Natural-language object grounding data
· · · · ·

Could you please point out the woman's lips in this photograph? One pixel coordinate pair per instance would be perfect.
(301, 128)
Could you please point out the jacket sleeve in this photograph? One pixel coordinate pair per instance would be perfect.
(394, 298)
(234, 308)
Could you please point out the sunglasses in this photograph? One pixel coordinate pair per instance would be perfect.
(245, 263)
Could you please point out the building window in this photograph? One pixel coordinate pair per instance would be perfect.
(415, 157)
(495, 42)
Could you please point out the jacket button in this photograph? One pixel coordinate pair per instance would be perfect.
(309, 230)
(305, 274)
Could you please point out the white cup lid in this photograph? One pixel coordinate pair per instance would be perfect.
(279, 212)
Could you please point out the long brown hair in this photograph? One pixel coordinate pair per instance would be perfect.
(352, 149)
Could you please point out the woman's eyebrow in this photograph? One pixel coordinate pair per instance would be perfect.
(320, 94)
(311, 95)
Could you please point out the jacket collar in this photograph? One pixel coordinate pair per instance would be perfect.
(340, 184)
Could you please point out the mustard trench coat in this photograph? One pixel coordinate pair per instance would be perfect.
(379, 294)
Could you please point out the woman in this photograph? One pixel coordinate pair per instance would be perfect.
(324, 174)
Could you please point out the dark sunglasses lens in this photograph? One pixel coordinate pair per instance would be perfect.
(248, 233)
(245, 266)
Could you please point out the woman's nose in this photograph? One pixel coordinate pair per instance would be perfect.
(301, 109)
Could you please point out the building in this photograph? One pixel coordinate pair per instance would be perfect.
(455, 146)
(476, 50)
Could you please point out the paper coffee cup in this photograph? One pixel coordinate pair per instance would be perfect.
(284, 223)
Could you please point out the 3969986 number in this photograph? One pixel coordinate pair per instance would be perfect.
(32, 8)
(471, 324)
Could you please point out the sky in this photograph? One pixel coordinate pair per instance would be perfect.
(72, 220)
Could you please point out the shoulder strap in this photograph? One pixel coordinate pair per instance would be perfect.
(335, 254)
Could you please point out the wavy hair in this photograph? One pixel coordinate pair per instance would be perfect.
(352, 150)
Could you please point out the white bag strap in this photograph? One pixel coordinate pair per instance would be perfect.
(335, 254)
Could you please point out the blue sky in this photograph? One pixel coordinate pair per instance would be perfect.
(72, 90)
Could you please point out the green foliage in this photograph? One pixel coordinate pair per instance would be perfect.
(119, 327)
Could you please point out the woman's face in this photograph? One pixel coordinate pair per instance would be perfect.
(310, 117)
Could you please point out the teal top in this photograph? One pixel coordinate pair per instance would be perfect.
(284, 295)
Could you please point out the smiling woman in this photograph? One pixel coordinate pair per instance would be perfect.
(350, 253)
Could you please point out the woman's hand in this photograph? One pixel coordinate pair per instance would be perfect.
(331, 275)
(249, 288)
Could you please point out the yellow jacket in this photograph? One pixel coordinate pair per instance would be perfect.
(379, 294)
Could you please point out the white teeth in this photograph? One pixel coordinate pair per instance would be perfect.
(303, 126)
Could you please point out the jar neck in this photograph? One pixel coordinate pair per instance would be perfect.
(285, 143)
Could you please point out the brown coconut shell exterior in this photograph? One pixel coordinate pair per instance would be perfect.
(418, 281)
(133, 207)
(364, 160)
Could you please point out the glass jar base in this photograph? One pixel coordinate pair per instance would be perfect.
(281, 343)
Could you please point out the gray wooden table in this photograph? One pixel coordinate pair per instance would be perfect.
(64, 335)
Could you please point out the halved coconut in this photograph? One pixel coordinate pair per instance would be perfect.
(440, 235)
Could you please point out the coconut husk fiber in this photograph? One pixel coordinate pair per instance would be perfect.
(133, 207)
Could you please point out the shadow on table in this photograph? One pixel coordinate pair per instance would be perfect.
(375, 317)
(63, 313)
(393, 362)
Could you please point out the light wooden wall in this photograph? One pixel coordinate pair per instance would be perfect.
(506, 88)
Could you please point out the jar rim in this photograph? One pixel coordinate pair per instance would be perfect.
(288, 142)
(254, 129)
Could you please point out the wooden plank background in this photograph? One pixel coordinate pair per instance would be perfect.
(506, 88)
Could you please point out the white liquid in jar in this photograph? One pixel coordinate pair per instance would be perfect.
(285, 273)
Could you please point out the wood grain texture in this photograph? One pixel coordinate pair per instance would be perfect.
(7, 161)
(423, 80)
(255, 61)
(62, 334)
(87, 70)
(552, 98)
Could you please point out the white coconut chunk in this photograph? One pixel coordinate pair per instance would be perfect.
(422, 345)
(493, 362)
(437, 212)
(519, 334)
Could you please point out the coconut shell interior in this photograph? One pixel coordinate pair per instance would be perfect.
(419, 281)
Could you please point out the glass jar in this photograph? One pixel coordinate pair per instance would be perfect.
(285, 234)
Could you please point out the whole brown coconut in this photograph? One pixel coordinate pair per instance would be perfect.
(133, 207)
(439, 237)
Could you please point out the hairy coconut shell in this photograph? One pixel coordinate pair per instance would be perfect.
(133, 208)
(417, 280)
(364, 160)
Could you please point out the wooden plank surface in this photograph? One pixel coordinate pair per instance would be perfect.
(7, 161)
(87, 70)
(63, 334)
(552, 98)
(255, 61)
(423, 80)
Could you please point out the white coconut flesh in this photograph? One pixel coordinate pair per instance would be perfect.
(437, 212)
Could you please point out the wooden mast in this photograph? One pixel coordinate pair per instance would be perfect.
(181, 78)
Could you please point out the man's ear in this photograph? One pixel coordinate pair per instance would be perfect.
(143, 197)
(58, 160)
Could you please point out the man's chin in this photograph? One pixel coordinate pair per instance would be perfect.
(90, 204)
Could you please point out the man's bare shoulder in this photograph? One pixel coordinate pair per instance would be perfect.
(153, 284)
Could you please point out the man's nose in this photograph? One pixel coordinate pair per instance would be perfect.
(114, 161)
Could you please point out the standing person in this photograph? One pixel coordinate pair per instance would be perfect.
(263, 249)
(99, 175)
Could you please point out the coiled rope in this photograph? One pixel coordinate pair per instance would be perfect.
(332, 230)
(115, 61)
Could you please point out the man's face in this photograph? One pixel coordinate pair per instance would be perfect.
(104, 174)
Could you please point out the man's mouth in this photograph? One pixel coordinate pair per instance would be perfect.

· · · · ·

**YOUR INSTRUCTIONS:** Reproduce exactly the stretch of lines that starts at the one containing "Could you please point out the man's nose" and ends with the final line of the data, including both ends and nothing more.

**EXERCISE RESPONSE:**
Could you please point out the man's nose in this photograph? One pixel coordinate pair per instance would be perfect.
(114, 161)
Could you please point out the standing person in this photograph? One pixel coordinate pair per instance would be perfect.
(263, 249)
(99, 175)
Could you please point out the coiled rope in this photograph? One pixel coordinate pair per instance would be perfect.
(332, 230)
(115, 61)
Could you please point out the man's face in this photograph? One pixel coordinate pair per instance would be perfect.
(104, 174)
Could you please point out the man's mouth in this photograph? One pixel coordinate pair per instance would be perfect.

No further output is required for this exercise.